• **GIVEN DATA**:
-.-.-

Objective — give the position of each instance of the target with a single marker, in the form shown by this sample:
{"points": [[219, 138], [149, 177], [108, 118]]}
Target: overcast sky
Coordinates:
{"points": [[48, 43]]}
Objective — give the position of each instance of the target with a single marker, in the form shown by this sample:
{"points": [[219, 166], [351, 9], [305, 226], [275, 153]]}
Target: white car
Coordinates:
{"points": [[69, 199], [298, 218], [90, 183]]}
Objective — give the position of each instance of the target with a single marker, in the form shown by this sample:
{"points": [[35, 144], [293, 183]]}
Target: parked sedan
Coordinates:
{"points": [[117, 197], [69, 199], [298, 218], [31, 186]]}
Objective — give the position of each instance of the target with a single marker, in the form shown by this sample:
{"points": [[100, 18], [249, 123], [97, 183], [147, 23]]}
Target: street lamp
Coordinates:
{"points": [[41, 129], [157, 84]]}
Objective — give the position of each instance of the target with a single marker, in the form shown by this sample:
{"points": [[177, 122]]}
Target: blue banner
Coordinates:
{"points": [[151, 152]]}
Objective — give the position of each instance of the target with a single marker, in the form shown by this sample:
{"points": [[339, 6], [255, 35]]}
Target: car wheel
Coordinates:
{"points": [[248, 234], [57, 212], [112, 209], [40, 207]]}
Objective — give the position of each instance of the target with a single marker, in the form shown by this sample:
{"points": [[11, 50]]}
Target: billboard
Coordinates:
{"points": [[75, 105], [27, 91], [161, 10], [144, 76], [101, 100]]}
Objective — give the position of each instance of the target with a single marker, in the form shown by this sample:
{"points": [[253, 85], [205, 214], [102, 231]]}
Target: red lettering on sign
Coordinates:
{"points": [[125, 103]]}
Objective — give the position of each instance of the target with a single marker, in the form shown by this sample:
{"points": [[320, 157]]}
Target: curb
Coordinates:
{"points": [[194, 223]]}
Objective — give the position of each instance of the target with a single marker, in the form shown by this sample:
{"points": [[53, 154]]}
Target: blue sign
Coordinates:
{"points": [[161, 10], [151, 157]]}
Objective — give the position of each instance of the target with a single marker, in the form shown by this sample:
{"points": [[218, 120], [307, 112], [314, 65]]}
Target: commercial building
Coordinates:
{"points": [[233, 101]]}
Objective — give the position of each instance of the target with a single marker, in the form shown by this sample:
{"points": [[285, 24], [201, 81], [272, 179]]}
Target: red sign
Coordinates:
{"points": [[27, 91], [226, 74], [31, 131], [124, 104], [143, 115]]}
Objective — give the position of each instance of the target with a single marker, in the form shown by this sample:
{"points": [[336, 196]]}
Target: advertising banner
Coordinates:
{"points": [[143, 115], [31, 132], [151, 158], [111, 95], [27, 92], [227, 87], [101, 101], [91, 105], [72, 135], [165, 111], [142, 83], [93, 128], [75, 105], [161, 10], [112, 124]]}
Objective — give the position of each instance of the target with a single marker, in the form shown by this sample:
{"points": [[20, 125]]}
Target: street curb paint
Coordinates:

-.-.-

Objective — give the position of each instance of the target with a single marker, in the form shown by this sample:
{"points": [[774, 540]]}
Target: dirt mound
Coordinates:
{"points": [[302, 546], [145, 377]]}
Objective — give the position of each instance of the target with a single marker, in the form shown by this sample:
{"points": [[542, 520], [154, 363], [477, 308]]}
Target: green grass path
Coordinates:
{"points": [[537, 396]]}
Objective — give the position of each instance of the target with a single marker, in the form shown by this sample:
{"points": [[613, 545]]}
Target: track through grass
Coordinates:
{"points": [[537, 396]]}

-.-.-

• **TASK**:
How many of the lines above contain the word "sign"? Reply with the number alone.

• **FINISHED EXERCISE**:
3